Reproduce every line below character for character, leaving out the pictures.

» **Provided data**:
_____

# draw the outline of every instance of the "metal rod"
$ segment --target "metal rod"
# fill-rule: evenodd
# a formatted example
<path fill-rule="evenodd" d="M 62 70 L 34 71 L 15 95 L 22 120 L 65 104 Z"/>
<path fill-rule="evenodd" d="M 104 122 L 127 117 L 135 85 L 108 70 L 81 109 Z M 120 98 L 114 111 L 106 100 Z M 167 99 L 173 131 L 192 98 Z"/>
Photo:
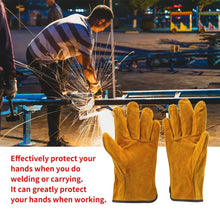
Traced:
<path fill-rule="evenodd" d="M 220 97 L 187 97 L 192 104 L 204 101 L 206 104 L 220 104 Z M 183 98 L 116 98 L 116 99 L 100 99 L 95 100 L 95 105 L 127 105 L 129 102 L 137 102 L 138 104 L 178 104 Z"/>
<path fill-rule="evenodd" d="M 140 96 L 174 96 L 176 93 L 181 93 L 181 96 L 220 96 L 220 89 L 173 89 L 173 90 L 143 90 L 143 91 L 122 91 L 123 96 L 140 97 Z"/>
<path fill-rule="evenodd" d="M 71 104 L 71 100 L 68 99 L 13 99 L 14 105 L 68 105 Z M 4 104 L 8 104 L 8 100 L 4 99 Z"/>
<path fill-rule="evenodd" d="M 110 8 L 112 9 L 112 0 L 109 0 Z M 111 57 L 112 57 L 112 92 L 113 98 L 116 96 L 115 90 L 115 50 L 114 50 L 114 23 L 111 22 Z"/>

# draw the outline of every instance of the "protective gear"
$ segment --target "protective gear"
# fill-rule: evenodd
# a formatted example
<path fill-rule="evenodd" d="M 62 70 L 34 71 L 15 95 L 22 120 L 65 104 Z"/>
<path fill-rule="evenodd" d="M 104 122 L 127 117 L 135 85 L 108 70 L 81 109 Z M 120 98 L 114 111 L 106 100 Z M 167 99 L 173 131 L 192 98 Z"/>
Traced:
<path fill-rule="evenodd" d="M 15 97 L 17 91 L 18 91 L 17 80 L 16 79 L 9 79 L 6 82 L 4 95 L 7 96 L 7 99 L 13 99 Z"/>
<path fill-rule="evenodd" d="M 93 94 L 98 93 L 99 91 L 102 93 L 102 87 L 99 83 L 90 83 L 89 85 L 89 90 Z"/>
<path fill-rule="evenodd" d="M 170 119 L 163 120 L 173 200 L 202 201 L 207 155 L 207 112 L 203 101 L 194 110 L 188 99 L 169 106 Z"/>
<path fill-rule="evenodd" d="M 106 151 L 115 166 L 114 202 L 153 202 L 157 198 L 155 170 L 160 124 L 149 108 L 127 105 L 127 119 L 120 107 L 114 110 L 115 141 L 103 134 Z"/>

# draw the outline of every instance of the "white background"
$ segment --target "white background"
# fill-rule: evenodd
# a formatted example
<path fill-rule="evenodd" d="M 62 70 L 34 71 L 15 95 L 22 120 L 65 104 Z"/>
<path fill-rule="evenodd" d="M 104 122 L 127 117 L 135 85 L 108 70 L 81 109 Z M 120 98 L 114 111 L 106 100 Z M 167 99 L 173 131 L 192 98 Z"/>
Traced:
<path fill-rule="evenodd" d="M 10 157 L 22 156 L 96 156 L 96 162 L 81 165 L 88 194 L 104 197 L 107 203 L 95 204 L 10 204 Z M 209 147 L 203 189 L 203 202 L 174 202 L 169 195 L 169 168 L 165 147 L 159 147 L 156 170 L 158 198 L 153 203 L 112 203 L 114 168 L 103 147 L 0 148 L 0 219 L 219 219 L 220 148 Z M 64 163 L 63 166 L 67 164 Z M 70 165 L 70 164 L 68 164 Z M 33 164 L 32 164 L 33 166 Z M 83 196 L 83 195 L 82 195 Z"/>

_____

» **Result of the exercise**:
# draw the outline of every instance of the "metal rod"
$ segment --target "metal rod"
# fill-rule: evenodd
# a formatted example
<path fill-rule="evenodd" d="M 62 70 L 34 71 L 15 95 L 22 120 L 65 104 Z"/>
<path fill-rule="evenodd" d="M 104 122 L 127 117 L 135 85 L 108 70 L 81 109 Z M 120 98 L 114 111 L 106 100 Z M 167 99 L 173 131 L 192 98 Z"/>
Photo:
Traced:
<path fill-rule="evenodd" d="M 220 97 L 187 97 L 192 104 L 204 101 L 206 104 L 220 104 Z M 183 98 L 116 98 L 116 99 L 100 99 L 95 100 L 95 105 L 127 105 L 129 102 L 137 102 L 138 104 L 178 104 Z"/>
<path fill-rule="evenodd" d="M 140 96 L 174 96 L 176 93 L 181 93 L 181 96 L 220 96 L 220 89 L 173 89 L 173 90 L 143 90 L 143 91 L 122 91 L 123 96 L 140 97 Z"/>
<path fill-rule="evenodd" d="M 71 104 L 71 100 L 68 99 L 13 99 L 14 105 L 68 105 Z M 4 104 L 8 104 L 8 100 L 4 99 Z"/>
<path fill-rule="evenodd" d="M 110 8 L 112 9 L 112 0 L 109 0 Z M 111 57 L 112 57 L 112 92 L 113 98 L 116 96 L 115 90 L 115 50 L 114 50 L 114 23 L 111 22 Z"/>

# draw the outline of every instance of the "protective gear"
$ segment --target "protective gear"
# fill-rule: evenodd
# a formatted example
<path fill-rule="evenodd" d="M 62 70 L 34 71 L 15 95 L 22 120 L 65 104 Z"/>
<path fill-rule="evenodd" d="M 104 122 L 127 117 L 135 85 L 108 70 L 81 109 Z M 120 98 L 114 111 L 106 100 Z M 167 99 L 173 131 L 192 98 Z"/>
Traced:
<path fill-rule="evenodd" d="M 15 97 L 17 91 L 18 91 L 17 80 L 16 79 L 9 79 L 6 82 L 4 95 L 7 96 L 7 99 L 13 99 Z"/>
<path fill-rule="evenodd" d="M 93 94 L 98 93 L 99 91 L 102 93 L 102 87 L 99 83 L 90 83 L 89 85 L 89 90 Z"/>
<path fill-rule="evenodd" d="M 170 119 L 163 120 L 173 200 L 202 201 L 207 155 L 207 112 L 203 101 L 194 110 L 188 99 L 169 106 Z"/>
<path fill-rule="evenodd" d="M 106 151 L 115 166 L 114 202 L 153 202 L 157 198 L 155 170 L 160 124 L 149 108 L 127 105 L 127 119 L 120 107 L 114 110 L 115 141 L 103 134 Z"/>

# draw the outline of every instance of the "white background"
$ segment --target "white background"
# fill-rule: evenodd
# a formatted example
<path fill-rule="evenodd" d="M 62 70 L 34 71 L 15 95 L 22 120 L 65 104 Z"/>
<path fill-rule="evenodd" d="M 104 122 L 127 117 L 135 85 L 108 70 L 81 109 Z M 120 98 L 114 111 L 106 100 Z M 167 99 L 173 131 L 192 98 Z"/>
Traced:
<path fill-rule="evenodd" d="M 10 157 L 22 156 L 96 156 L 96 162 L 81 165 L 88 194 L 104 197 L 107 203 L 95 204 L 10 204 Z M 209 147 L 203 189 L 203 202 L 174 202 L 169 195 L 169 168 L 165 147 L 159 147 L 156 170 L 158 198 L 153 203 L 112 203 L 114 168 L 103 147 L 0 148 L 0 219 L 219 219 L 220 148 Z M 64 163 L 63 166 L 67 164 Z M 70 165 L 70 164 L 68 164 Z M 33 164 L 32 164 L 33 166 Z M 83 196 L 83 195 L 82 195 Z"/>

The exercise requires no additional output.